* Directive *
Output the data below verbatim, reproducing every line unchanged and in its original order.

* Listed records *
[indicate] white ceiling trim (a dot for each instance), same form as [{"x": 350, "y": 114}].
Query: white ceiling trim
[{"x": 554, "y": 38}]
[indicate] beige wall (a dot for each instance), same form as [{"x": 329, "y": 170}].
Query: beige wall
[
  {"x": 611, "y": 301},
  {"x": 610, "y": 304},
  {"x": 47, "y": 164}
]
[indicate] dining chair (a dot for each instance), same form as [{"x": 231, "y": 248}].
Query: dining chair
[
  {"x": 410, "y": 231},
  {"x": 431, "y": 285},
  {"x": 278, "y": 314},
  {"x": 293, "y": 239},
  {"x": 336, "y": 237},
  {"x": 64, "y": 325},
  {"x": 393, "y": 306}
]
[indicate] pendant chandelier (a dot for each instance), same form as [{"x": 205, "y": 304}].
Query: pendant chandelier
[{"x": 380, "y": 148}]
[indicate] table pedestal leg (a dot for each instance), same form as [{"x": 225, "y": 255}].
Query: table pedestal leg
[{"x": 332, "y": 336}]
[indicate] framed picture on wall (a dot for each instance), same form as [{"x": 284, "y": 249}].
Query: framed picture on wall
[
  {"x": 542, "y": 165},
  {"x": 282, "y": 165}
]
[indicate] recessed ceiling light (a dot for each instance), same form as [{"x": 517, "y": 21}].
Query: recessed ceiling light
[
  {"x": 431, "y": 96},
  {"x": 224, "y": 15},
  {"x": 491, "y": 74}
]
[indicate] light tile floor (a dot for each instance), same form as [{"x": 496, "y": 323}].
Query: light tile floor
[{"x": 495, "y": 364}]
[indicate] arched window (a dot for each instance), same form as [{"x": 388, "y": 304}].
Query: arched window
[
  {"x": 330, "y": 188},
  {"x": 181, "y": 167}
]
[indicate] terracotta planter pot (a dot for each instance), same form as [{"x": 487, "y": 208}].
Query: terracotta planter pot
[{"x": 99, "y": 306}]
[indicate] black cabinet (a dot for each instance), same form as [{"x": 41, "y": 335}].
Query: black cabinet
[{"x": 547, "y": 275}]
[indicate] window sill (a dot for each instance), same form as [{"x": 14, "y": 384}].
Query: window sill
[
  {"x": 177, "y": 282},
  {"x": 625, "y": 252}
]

* Full solution *
[indicate] white ceiling trim (a dot for each instance), same form as [{"x": 350, "y": 114}].
Query: white ceiling trim
[{"x": 554, "y": 38}]
[indicate] beige wall (a dot for each instance), same form as [{"x": 329, "y": 170}].
Query: beige wall
[
  {"x": 611, "y": 301},
  {"x": 610, "y": 304},
  {"x": 47, "y": 164}
]
[indicate] dining chair (a dot for each instance), same form as [{"x": 231, "y": 248}].
Query: dining chair
[
  {"x": 410, "y": 231},
  {"x": 431, "y": 285},
  {"x": 278, "y": 314},
  {"x": 293, "y": 239},
  {"x": 336, "y": 237},
  {"x": 64, "y": 325},
  {"x": 393, "y": 306}
]
[indicate] pendant chandelier (a dot for each instance), same form as [{"x": 205, "y": 304}].
Query: pendant chandelier
[{"x": 380, "y": 148}]
[indicate] table pedestal leg (a dot for each instance), same form as [{"x": 225, "y": 255}].
Query: table pedestal leg
[{"x": 332, "y": 336}]
[indicate] framed picture on wall (a dot for each instance), same form as [{"x": 284, "y": 249}].
Query: framed picture on wall
[
  {"x": 542, "y": 165},
  {"x": 282, "y": 165}
]
[indicate] recessed ceiling light (a dot for each instance), same form as [{"x": 517, "y": 21}].
Query: recessed ceiling light
[
  {"x": 431, "y": 96},
  {"x": 224, "y": 15},
  {"x": 491, "y": 74}
]
[indicate] light tile floor (a dot for each instance), same form as [{"x": 496, "y": 323}].
Query: light tile floor
[{"x": 495, "y": 364}]
[indicate] arched window (a dot for each instance), same form as [{"x": 388, "y": 304}].
Query: arched window
[
  {"x": 330, "y": 188},
  {"x": 181, "y": 167}
]
[indicate] terracotta planter pot (a dot for each instance), same form as [{"x": 487, "y": 208}].
Query: terracotta planter pot
[{"x": 99, "y": 306}]
[indicate] black cabinet (a dot for each instance), same form as [{"x": 41, "y": 335}].
Query: black cabinet
[{"x": 547, "y": 275}]
[indicate] window sill (a dot for each instance), same form as [{"x": 14, "y": 384}].
Query: window sill
[
  {"x": 177, "y": 282},
  {"x": 625, "y": 252}
]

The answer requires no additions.